>> BEGIN MATERIAL TO PROCESS

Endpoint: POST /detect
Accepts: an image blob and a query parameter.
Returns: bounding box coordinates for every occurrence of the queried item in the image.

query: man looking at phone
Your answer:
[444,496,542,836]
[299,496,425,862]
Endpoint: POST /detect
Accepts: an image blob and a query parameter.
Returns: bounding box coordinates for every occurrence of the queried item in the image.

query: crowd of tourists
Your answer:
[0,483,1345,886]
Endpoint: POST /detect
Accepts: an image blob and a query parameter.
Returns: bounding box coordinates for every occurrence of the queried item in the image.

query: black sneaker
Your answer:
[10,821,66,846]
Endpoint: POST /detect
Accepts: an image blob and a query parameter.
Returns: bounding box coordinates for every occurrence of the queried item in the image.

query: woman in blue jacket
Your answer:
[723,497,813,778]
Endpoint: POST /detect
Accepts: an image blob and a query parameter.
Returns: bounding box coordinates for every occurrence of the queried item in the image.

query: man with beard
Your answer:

>> END MATERIAL TO PROCESS

§ OBJECTIVE: Arrange everything from the start of the records down to the line containing "[10,821,66,846]" as a two-column CSV with the headers text and answer, one row per record. Put each field in double quotes and replace its line breaks with spaces.

§ WORKED ANSWER:
text,answer
"Endpoint: POST /detect Accepts: an image blob and a query parameter. Returns: bounding box coordinates for every occurrence of the queried item in the image. query: man looking at phone Your answer:","[444,496,542,836] [299,496,425,862]"
"Endpoint: POST /detect Accepts: an image blob and a query parameter. Returns: bounding box coordinates for every occurrence of the queried item in the image. query: crowd of tourists Your answer:","[0,483,1345,886]"
"Endpoint: POST /detect Accepts: an image blob and a query parameter. Returns: bounding box coordinates for every occurrence of the queried item in the image. query: black sneaker Your answer:","[10,821,66,846]"